* Fragmento seleccionado
Con frecuencia –aunque especialmente durante la primera mitad de octubre- oímos esa majadera monserga que asevera que los chilenos hablamos mal el español. Nos lo vienen diciendo desde la temprana escuela. Y al encender la televisión, no falta el programa de farándula –los que menos autoridad tienen para hablar del asunto- donde un interlocutor lo repite con el fin de pasar por un sesudo intelectual. Siendo honestos, algo de verdad existe en esa sentencia. Pero como ocurre en estos casos, la realidad es muy diferente o cómo se plantea, describe o define.
Primero, cabe señalar que en los términos más estrictos –o, por el tema que estamos tratando, castizos-, no hay ningún hispanohablante que use la lengua de manera adecuada, o mejor dicho, ideal. Esto, porque el español se rige por una norma escrita y artificial, mientras sus dialectos son absolutamente orales. Lo cual, en consecuencia, nos obliga a aprender primero éstos y después, tras una imprescindible instrucción, aquélla, que además sólo existe en el papel y no en la vida cotidiana, por lo que se transforma en una suerte de lingua franca no nativa, equivalente en tal contexto al esperanto. Ni siquiera los propios españoles, guardianes de “su” idioma, son ortodoxos, pues zezean a todo evento aún sabiendo que la c y la s contienen, en teoría, fonemas propios. Además, dicha característica varía de una región a otra tal como ocurre con las diversas variantes que se dan en cada país latinoamericano. A lo cual se puede agregar el hecho de que los peninsulares se han venido decantando en el último tiempo por el yeísmo (siendo que en Bolivia y Paraguay, por ejemplo, aún se hace la distinción entre ll-y).
Por otra parte, algunos estilos fonéticos surgidos en el ultramar han demostrado ser muy útiles al momento de recurrir a la palabra escrita, ya que son capaces de guiar hacia un correcto uso de la ortografía. Aquí mismo en Chile, nuestros vapuleados profesores normalistas nos estimularon a pronunciar la v de manera similar a la w germana, pese a que en rigor comparte fonema con la b. De esta manera, se podía registrar un discurso por escrito sin temor a cometer un error. Mientras, a los argentinos, su entonación fricativa de la ll o la y (similar, según corresponda, a la j francesa o la combinación “sh” inglesa), les ha posibilitado sortear las dificultades que plantea el mencionado yeísmo. Tan eficaz parece ser esta peculiaridad originada allende Los Andes, que personas comunes y otras más reconocibles en países extranjeros también la han adoptado, incluso en Chile (tan sólo escuchen las primeras grabaciones de Víctor Jara). Lo cual es muy importante, tratándose de una lengua que, contra lo que indica la lógica, cuenta con más grafemas que sonidos, aparte de que estos últimos a veces se parecen demasiado entre sí, lo que lleva a preguntarse si son naturales o fueron añadidos en épocas posteriores para justificar la circulación de una nueva letra.
Ahora. El problema de la mala dicción de los chilenos –que en el primer párrafo reconocimos que existe-, se debe sobre todo a la baja calidad de la educación. No la que impartieron los notables maestros normalistas anteriormente mencionados, claro está. Sino al descalabro ocurrido en los periodos recientes, cuando los establecimientos normalistas se cerraron, sus últimos egresados fueron jubilando uno tras otro y las propuestas subsiguientes ni siquiera eran capaces de igualar en calidad a las que habían desaparecido. Pero otra cosa muy distinta es asegurar que “hablan mal el español” como si se tratara de una condición innata, falsa conclusión que apenas oculta su sesgo imperialista y racista. Una frase así espetada, al final sólo estimula a los hispanoparlantes a sellarse la boca y empezar a comunicarse mediante el uso de letreros. De ese modo, creen algunos, no tendríamos que escuchar los odiosos acentos, y más de uno se salvaría de las agresiones xenófobas.

* Objetivo
Transcriba literalmente el pasaje del texto sobre el español hablado en Chile que va desde "Con frecuencia –aunque" hasta "describe o define.".

Datos almacenados:
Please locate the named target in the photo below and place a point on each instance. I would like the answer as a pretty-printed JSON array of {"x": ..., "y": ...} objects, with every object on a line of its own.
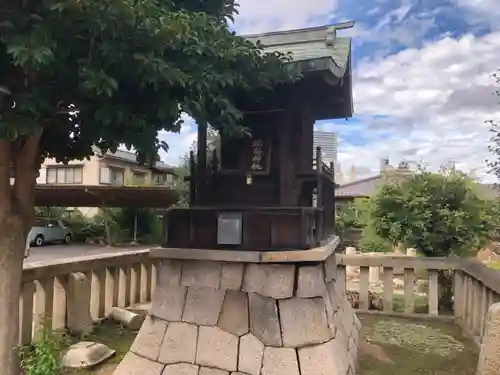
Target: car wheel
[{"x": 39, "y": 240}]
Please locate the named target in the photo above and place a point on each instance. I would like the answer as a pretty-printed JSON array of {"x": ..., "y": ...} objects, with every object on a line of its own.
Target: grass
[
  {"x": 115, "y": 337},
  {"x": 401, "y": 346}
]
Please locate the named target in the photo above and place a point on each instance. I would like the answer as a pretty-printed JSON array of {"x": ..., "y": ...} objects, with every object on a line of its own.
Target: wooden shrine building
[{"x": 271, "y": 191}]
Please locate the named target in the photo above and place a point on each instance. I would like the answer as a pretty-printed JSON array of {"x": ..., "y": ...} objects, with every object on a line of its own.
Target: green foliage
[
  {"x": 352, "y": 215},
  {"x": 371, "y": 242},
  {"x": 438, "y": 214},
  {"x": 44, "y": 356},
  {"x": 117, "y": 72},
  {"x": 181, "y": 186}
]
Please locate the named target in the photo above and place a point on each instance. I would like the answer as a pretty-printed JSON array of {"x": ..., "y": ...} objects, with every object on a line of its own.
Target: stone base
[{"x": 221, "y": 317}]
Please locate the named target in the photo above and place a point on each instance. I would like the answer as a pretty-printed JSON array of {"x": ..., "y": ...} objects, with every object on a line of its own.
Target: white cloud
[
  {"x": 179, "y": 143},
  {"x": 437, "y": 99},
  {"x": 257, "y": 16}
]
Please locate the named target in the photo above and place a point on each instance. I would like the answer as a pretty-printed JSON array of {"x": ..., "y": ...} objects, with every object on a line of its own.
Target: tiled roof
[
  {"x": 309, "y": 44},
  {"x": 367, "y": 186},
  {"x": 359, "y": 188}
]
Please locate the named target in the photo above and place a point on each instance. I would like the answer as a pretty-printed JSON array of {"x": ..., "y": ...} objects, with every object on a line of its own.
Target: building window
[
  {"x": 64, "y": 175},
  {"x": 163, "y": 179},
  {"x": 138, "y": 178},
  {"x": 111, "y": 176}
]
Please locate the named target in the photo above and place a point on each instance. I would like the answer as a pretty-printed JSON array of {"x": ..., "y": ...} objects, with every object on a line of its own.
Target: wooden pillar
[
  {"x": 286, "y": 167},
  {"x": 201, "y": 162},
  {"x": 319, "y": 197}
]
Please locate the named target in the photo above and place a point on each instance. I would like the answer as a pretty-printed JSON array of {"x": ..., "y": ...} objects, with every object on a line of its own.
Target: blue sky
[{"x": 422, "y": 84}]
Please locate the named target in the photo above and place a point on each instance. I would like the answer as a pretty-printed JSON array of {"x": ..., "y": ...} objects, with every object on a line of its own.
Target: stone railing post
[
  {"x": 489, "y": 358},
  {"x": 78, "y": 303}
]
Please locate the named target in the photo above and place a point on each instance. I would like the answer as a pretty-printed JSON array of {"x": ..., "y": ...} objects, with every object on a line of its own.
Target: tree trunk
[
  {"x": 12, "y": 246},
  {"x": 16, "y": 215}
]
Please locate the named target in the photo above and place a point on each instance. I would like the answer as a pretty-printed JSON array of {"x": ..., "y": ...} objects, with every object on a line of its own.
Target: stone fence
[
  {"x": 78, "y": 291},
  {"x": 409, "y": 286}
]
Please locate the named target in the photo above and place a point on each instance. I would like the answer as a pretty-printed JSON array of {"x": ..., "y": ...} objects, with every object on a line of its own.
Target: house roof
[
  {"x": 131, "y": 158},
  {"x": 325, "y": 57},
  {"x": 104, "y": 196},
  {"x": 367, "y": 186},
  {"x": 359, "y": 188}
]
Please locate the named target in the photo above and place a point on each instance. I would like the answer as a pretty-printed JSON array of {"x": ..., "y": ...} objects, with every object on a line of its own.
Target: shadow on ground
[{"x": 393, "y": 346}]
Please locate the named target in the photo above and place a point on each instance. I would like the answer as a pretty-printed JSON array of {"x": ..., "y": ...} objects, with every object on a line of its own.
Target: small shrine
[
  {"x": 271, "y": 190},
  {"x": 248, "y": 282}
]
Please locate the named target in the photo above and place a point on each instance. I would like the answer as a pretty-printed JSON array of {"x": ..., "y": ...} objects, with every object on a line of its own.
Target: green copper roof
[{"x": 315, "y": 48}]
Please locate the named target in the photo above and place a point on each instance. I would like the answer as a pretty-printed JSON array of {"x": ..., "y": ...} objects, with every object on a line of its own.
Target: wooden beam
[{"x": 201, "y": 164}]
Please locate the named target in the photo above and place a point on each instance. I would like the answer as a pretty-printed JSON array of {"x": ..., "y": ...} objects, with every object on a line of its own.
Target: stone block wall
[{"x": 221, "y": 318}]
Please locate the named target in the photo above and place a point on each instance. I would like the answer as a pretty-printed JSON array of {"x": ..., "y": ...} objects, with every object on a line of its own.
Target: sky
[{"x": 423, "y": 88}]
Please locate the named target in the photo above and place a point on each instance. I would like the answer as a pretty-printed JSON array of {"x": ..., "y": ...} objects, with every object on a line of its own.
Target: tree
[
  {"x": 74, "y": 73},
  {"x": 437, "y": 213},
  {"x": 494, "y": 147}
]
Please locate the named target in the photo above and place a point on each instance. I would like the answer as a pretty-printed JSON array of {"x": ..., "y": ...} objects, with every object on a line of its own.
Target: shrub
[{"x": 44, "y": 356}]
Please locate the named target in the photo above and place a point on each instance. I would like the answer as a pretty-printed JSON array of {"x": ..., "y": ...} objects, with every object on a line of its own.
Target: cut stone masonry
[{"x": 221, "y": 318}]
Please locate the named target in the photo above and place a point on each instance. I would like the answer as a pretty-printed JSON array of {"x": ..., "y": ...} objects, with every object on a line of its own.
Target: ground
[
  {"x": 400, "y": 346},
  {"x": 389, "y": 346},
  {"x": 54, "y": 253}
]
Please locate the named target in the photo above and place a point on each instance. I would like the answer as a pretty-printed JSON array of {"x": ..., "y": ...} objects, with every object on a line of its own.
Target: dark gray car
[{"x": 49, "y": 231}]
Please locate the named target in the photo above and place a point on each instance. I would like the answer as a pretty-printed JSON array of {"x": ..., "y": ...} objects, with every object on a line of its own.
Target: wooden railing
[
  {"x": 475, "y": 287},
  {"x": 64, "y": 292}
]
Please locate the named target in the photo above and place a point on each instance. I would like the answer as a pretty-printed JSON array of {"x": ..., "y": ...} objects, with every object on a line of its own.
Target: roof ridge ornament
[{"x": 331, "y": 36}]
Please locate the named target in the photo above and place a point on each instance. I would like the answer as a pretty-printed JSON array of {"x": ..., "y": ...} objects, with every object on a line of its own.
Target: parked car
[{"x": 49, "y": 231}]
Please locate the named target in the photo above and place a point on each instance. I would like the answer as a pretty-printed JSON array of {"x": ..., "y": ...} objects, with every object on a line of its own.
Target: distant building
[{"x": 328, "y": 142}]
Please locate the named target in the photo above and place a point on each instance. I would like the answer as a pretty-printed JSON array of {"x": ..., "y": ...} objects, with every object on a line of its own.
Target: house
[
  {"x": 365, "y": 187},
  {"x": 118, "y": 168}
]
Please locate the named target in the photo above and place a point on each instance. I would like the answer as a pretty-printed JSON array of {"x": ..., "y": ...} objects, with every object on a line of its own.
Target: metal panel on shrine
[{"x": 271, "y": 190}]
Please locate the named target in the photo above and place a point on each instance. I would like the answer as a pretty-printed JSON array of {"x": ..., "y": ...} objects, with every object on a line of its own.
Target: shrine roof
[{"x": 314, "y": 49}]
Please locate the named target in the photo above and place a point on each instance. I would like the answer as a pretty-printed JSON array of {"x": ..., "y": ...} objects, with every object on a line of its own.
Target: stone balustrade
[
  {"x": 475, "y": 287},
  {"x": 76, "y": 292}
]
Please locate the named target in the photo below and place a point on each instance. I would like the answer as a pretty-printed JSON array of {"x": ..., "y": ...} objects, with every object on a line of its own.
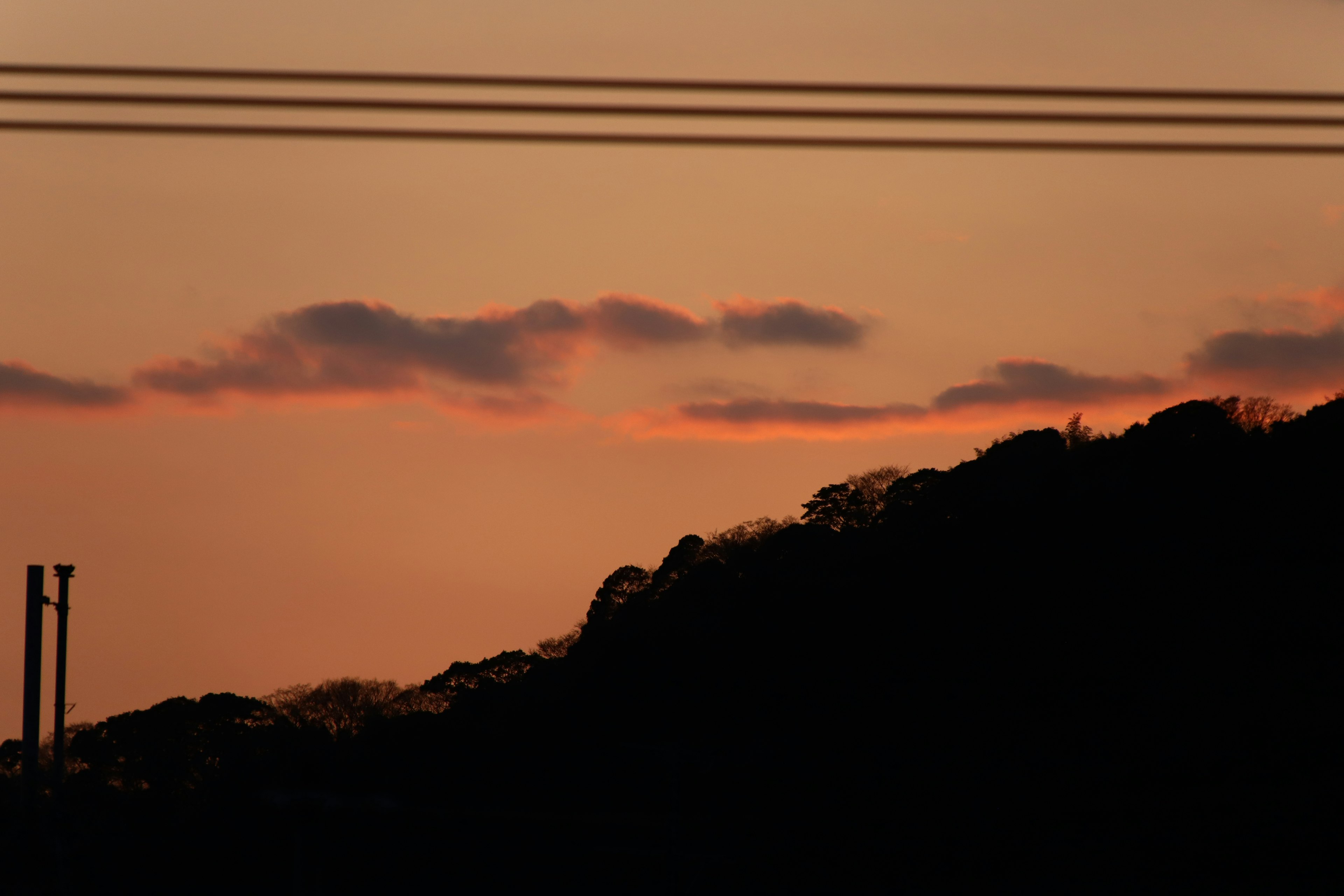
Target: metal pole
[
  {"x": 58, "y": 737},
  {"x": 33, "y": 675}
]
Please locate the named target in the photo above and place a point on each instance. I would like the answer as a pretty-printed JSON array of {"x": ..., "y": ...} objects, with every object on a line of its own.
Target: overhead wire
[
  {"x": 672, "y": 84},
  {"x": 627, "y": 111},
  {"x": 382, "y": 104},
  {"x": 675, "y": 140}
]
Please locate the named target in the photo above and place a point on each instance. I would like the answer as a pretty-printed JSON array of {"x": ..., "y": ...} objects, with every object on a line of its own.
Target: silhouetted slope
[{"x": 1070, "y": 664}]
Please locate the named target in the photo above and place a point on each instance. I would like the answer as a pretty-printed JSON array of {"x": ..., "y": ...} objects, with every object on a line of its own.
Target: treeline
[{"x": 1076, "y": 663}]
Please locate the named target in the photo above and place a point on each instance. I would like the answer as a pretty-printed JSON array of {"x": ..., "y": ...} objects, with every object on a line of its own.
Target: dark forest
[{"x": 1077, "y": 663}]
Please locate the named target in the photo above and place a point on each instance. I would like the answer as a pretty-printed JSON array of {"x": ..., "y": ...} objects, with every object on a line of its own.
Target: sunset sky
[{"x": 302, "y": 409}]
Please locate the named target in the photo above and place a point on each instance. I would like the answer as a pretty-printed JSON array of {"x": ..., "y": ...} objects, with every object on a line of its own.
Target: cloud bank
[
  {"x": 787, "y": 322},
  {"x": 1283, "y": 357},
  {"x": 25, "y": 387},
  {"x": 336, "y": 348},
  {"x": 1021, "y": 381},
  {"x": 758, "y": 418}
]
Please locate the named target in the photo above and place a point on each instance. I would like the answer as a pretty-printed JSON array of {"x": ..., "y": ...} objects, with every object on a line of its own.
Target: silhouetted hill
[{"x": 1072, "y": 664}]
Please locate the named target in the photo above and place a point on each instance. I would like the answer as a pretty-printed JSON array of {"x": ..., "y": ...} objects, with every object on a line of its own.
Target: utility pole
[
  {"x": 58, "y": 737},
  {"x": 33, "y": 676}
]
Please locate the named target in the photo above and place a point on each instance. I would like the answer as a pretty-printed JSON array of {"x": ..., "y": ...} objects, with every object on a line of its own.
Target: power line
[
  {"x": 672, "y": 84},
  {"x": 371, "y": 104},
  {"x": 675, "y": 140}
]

* Respuesta correcta
Con frecuencia –aunque especialmente durante la primera mitad de octubre- oímos esa majadera monserga que asevera que los chilenos hablamos mal el español. Nos lo vienen diciendo desde la temprana escuela. Y al encender la televisión, no falta el programa de farándula –los que menos autoridad tienen para hablar del asunto- donde un interlocutor lo repite con el fin de pasar por un sesudo intelectual. Siendo honestos, algo de verdad existe en esa sentencia. Pero como ocurre en estos casos, la realidad es muy diferente o cómo se plantea, describe o define.